_Task goal_. Please turn the lines of the records below into a JSON list of strings, one string per line, leaving out blank lines. Use only the lines from the line with "of the asparagus" to the line with "x=408 y=759", both included.

(Data records)
========

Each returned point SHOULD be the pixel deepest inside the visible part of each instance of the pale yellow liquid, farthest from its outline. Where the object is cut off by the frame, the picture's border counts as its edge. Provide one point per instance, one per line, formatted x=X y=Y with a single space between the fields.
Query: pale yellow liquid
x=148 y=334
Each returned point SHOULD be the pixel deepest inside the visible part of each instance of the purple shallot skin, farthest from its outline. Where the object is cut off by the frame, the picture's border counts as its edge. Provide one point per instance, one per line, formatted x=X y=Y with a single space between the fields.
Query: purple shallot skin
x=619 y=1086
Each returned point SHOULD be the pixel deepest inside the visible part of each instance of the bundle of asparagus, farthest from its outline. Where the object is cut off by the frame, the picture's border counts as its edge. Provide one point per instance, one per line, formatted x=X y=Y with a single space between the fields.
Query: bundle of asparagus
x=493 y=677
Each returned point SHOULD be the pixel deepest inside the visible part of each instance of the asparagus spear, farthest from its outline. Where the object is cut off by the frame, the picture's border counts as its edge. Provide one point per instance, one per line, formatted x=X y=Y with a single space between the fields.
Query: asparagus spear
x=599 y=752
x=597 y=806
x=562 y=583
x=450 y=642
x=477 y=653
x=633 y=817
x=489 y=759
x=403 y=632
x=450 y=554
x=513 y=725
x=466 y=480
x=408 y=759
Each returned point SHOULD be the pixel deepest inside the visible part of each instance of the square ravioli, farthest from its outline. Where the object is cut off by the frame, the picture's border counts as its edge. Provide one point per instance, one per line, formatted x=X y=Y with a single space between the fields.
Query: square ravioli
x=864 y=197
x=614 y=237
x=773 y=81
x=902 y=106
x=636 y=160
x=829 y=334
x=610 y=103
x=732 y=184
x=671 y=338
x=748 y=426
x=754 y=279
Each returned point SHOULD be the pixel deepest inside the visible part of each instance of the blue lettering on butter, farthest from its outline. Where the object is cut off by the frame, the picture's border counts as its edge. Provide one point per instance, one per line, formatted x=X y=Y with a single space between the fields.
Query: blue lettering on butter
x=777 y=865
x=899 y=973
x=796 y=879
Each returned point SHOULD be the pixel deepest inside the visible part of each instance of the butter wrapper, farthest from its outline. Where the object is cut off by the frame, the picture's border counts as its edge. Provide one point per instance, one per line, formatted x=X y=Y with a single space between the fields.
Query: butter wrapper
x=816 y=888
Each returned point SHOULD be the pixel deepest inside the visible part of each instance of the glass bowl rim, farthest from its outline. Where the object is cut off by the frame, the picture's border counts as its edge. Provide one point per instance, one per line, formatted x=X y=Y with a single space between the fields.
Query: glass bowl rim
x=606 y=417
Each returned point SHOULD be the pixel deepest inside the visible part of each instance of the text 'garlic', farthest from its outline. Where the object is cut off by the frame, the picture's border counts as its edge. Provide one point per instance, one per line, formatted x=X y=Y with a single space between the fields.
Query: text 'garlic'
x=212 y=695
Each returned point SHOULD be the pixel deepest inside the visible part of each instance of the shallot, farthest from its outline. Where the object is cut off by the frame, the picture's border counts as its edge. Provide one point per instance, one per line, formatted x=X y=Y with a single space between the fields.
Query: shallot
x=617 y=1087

========

_Written solution_.
[
  "Each returned point SHOULD be the pixel deepest inside the visible part of each instance of the asparagus spear, farthest from its outline. Where the object is cut off by the frame, the picture's border counts as its edge. Provide one point per instance, one per line, formatted x=X y=Y with a single space between the fields.",
  "Query: asparagus spear",
  "x=599 y=752",
  "x=597 y=806",
  "x=562 y=583",
  "x=450 y=642",
  "x=477 y=653",
  "x=633 y=817",
  "x=489 y=759",
  "x=403 y=632",
  "x=450 y=554",
  "x=513 y=725",
  "x=466 y=480",
  "x=408 y=759"
]